## Selected extract
Commissioner David Stern made the NBA the world’s most popular sports league by running it with a stereotypically Jewish collection of traits: humor, cutthroat deal-making, and focus on the bottom line

by
Bethlehem Shoals
March 01, 2011
David Stern with prospects at last summer's NBA Draft.(Al Bello/Getty Images)
David Stern with prospects at last summer's NBA Draft.(Al Bello/Getty Images)

At the height of NBA All-Star Game festivities last month, commissioner David Stern took the podium in front of a roomful of reporters. The weekend is supposed to be one big party, but with most national basketball reporters assembled in one city, the commissioner likes to make himself available for a round or two of questioning. Ideally, it’s a chance to remind the media of how swimmingly the league’s annual showcase is going. But this year, with labor unrest on everyone’s mind, the tone was anything but celebratory.

Stern, though, could not have been more in his element. In fact, watching him (it was broadcast live on NBA-TV, a premium channel available for the most devoted hoopheads), you couldn’t help but wonder if this wasn’t his own version of getting down. Roundish and silvery, the 68-year-old Stern always starts these press conferences easy and avuncular, feigning diplomacy as he fields some basic queries at the weekend’s brief labor meetings. Maybe he’s conserving his energy. As longtime league observers know, an engaged Stern is a sarcastic Stern.

## Extracted information
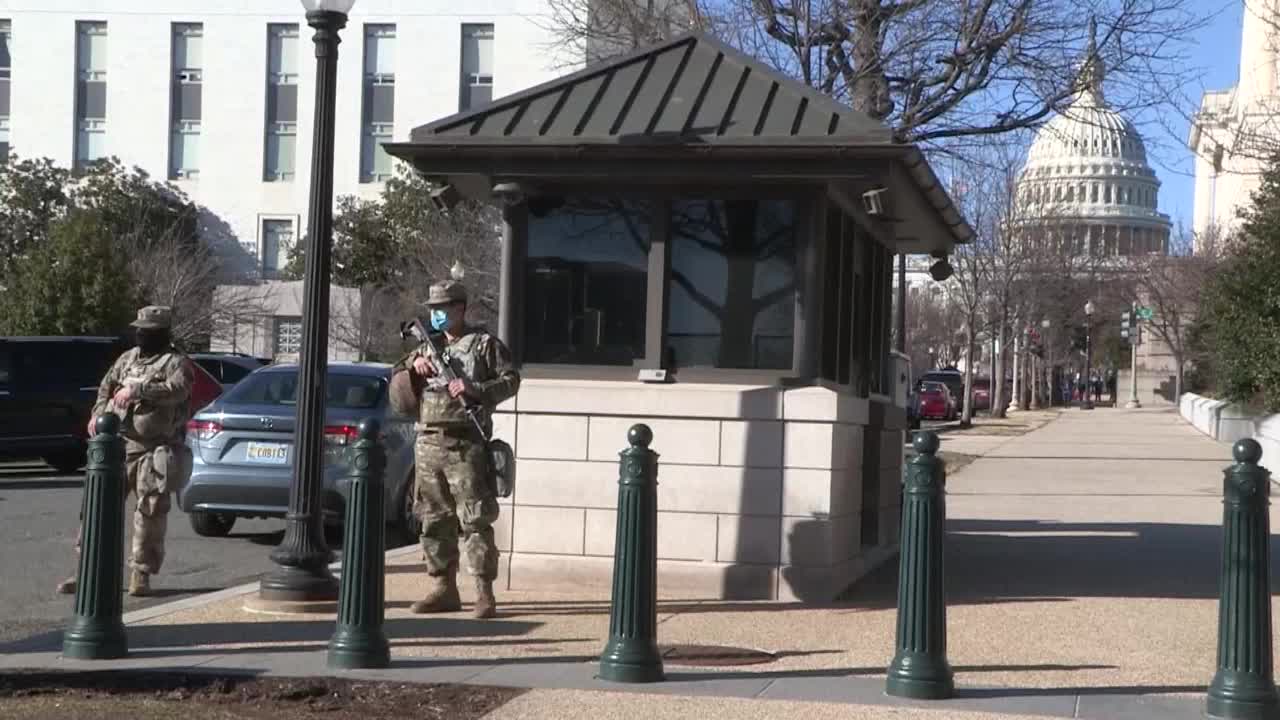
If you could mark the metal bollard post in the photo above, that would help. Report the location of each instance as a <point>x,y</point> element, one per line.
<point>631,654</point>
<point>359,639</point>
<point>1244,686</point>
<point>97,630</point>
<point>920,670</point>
--
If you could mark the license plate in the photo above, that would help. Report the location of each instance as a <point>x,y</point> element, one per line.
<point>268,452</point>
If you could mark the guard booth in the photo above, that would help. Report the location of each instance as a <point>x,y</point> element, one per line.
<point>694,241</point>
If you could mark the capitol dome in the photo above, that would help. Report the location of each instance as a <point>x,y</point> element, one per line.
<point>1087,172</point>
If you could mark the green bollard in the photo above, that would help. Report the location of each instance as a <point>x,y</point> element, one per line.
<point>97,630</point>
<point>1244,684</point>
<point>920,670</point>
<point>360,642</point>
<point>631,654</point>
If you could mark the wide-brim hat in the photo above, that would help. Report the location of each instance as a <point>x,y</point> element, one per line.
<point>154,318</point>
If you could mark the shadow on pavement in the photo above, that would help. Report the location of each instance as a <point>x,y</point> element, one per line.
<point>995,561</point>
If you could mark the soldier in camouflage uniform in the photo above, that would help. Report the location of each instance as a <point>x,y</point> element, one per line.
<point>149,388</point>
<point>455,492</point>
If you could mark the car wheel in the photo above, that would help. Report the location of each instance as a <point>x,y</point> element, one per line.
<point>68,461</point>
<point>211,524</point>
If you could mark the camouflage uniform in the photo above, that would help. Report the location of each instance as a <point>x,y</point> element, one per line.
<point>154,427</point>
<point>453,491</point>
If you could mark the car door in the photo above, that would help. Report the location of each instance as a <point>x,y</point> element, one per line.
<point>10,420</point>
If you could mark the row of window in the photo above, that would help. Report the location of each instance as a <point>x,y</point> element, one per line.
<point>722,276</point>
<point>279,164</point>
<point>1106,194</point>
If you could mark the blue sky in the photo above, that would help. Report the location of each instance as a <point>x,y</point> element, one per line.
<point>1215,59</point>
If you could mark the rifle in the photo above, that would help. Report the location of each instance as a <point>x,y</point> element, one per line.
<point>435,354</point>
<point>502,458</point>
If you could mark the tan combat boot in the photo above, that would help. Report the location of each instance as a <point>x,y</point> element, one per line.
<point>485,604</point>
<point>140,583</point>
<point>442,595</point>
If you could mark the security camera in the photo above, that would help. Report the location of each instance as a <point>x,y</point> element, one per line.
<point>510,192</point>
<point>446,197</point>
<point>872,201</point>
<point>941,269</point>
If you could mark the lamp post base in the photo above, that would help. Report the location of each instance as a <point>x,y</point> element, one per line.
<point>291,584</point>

## Problem 1
According to the article on David Stern, how old is Stern?
## Problem 2
In the article on David Stern, reproduce the passage that begins with the words containing "Stern, though, could" and ends with "a sarcastic Stern.", substituting "combative" for "sarcastic".
## Problem 3
Proceed with the article on David Stern from the point at which it stops.
The rows that precede this point are not required for the work that follows.

## Final result 1
He is 68 years old.

## Final result 2
Stern, though, could not have been more in his element. In fact, watching him (it was broadcast live on NBA-TV, a premium channel available for the most devoted hoopheads), you couldn’t help but wonder if this wasn’t his own version of getting down. Roundish and silvery, the 68-year-old Stern always starts these press conferences easy and avuncular, feigning diplomacy as he fields some basic queries at the weekend’s brief labor meetings. Maybe he’s conserving his energy. As longtime league observers know, an engaged Stern is a combative Stern.

## Final result 3
When asked if the New Orleans Hornets, recently purchased by the NBA after owner George Shinn ran the franchise into the ground, would be staying in Louisiana, Stern’s answer was brief: “Yes.” Would he care to elaborate on that? “No”—emphatic, but flip. An Italian reporter wanted to know about similarities between the Hornets’ situation and that of the Seattle SuperSonics, whose relocation to Oklahoma City in 2008 remains one of Stern’s greatest miscalculations. Stern swoops in, mid-sentence, with a withering “All this from Italy?” Stern saves his best material, though, for a question about former referee Tim Donaghy, who in 2007 admitted to have bet on, but never fixed, games. ESPN’s Henry Abbott lays out the most recent developments, which consist mostly of co-conspirators’ latest books and a ream of expert data analysis.

Stern can’t resist the opportunity for a good takedown. “I’m happy that each All-Star Game or Finals offers another opportunity for a convicted felon to put out another tome,” he answers, acid dripping from the corners of his grin. When Abbott presses, Stern sends him sprawling: “I know you check your sources. I commend you to check the convicted felons’ sources.”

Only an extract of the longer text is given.